YOUR ASSIGNMENT >>
Begin at the line with "Exercise. Spot the green algae" and return each line through the final one of the listing below, exactly as written.

DATASET RECORDS >>
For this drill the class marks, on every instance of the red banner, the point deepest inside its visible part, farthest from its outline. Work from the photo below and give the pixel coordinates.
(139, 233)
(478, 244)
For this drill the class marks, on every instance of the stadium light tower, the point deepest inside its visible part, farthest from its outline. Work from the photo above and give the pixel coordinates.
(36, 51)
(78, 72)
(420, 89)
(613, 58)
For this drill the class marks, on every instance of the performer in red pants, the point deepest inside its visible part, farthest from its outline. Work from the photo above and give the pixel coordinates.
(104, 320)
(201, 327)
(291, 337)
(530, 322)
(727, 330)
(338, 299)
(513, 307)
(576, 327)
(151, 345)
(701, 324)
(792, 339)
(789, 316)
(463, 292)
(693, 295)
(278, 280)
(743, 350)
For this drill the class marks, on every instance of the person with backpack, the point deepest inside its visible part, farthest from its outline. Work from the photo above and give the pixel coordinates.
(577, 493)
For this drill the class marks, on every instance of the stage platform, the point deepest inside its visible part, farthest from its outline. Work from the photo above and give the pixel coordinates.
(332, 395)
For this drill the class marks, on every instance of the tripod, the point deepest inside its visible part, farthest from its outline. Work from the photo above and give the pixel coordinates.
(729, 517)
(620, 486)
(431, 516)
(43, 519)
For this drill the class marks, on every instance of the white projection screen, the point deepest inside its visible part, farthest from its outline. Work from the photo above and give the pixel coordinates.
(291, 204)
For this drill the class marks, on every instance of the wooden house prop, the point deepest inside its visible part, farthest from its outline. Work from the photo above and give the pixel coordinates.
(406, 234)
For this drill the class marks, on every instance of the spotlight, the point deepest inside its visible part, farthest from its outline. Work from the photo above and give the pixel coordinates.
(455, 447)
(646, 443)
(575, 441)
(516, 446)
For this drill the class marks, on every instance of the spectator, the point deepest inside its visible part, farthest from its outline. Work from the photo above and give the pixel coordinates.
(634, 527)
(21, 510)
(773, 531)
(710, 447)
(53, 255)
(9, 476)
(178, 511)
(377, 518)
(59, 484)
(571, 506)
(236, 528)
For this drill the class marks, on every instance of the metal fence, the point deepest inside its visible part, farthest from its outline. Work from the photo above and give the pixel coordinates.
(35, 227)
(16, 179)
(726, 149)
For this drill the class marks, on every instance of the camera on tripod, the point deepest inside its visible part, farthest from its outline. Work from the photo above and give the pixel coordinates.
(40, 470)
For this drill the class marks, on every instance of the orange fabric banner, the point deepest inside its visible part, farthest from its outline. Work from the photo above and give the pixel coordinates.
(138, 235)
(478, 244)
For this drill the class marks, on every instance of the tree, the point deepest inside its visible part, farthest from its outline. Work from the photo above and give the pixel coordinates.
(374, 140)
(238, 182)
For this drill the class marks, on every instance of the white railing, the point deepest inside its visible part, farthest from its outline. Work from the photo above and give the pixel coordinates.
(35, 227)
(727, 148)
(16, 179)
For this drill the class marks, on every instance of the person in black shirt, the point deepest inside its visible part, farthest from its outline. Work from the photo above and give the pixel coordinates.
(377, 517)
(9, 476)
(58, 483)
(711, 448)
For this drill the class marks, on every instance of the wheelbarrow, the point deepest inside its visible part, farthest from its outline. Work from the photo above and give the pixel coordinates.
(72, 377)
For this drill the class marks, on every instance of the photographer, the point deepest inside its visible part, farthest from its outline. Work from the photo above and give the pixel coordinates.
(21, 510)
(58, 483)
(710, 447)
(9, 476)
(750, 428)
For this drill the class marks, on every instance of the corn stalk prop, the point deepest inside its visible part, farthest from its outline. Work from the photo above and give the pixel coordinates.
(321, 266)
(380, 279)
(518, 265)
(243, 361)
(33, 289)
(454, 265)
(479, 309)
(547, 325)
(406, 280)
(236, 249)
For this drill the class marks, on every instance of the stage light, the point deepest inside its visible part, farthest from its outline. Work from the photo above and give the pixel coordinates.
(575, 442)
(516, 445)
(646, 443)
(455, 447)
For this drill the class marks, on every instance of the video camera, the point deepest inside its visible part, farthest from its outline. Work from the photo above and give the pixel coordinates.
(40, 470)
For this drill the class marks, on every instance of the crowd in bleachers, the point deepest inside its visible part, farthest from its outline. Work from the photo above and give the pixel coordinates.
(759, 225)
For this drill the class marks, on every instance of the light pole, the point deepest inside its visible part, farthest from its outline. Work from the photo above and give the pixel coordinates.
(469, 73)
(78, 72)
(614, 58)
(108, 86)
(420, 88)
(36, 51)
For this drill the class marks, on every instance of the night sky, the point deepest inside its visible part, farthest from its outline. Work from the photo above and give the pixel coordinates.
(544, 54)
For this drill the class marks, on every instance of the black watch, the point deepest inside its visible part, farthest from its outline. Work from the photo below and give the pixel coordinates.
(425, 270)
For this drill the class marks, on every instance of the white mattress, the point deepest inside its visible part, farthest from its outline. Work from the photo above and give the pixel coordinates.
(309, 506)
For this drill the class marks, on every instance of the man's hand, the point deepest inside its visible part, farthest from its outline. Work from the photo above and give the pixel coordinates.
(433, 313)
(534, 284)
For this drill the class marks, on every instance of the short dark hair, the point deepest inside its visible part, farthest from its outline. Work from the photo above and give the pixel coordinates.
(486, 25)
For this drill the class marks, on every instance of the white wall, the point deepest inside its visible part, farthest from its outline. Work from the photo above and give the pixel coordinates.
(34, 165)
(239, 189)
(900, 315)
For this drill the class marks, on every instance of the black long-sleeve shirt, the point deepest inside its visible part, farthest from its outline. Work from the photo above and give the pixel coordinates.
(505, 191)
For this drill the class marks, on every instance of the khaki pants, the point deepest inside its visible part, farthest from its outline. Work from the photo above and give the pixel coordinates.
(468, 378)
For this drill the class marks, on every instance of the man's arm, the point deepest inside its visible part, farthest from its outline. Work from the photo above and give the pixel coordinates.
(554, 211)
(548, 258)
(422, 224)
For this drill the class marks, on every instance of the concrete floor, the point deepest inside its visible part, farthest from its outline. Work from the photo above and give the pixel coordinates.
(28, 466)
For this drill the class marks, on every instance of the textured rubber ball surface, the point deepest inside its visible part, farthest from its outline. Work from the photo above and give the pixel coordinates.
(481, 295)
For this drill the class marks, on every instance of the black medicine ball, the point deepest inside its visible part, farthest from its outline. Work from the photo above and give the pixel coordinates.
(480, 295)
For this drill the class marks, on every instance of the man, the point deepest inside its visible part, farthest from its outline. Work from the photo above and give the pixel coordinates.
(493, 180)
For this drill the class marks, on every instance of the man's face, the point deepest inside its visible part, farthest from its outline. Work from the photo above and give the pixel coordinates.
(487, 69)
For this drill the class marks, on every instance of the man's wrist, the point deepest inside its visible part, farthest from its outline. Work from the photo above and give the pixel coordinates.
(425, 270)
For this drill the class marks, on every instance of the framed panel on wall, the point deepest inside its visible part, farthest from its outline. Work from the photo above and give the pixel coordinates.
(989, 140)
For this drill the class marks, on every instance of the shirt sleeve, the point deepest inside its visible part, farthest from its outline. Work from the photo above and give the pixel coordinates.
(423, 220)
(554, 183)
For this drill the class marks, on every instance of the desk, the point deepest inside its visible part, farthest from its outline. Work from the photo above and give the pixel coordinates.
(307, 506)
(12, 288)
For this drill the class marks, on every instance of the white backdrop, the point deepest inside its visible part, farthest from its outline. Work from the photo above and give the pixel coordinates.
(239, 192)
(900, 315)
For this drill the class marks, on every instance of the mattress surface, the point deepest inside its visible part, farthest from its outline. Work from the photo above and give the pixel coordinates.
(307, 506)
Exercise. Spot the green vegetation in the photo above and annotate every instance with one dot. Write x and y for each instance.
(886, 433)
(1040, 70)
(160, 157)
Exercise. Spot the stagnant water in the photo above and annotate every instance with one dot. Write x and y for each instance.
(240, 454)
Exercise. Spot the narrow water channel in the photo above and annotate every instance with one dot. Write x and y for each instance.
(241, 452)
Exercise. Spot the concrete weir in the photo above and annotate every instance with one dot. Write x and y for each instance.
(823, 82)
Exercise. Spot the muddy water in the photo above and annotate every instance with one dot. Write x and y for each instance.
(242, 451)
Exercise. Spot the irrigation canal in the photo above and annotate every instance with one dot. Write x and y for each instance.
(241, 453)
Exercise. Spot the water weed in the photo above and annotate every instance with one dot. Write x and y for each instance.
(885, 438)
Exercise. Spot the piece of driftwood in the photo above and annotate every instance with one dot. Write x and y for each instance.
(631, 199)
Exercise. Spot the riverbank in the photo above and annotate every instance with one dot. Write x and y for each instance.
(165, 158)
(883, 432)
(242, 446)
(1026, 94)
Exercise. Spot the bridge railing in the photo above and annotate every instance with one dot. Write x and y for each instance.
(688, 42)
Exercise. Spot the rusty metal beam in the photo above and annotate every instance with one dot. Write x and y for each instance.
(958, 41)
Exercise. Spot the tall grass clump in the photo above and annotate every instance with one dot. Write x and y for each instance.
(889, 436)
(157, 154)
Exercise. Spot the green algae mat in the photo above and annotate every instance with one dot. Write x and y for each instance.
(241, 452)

TASK OUTPUT >>
Exercise. Spot the green algae mat in the photo above and annotate every instance with one dot. Write x and y for each instance.
(241, 452)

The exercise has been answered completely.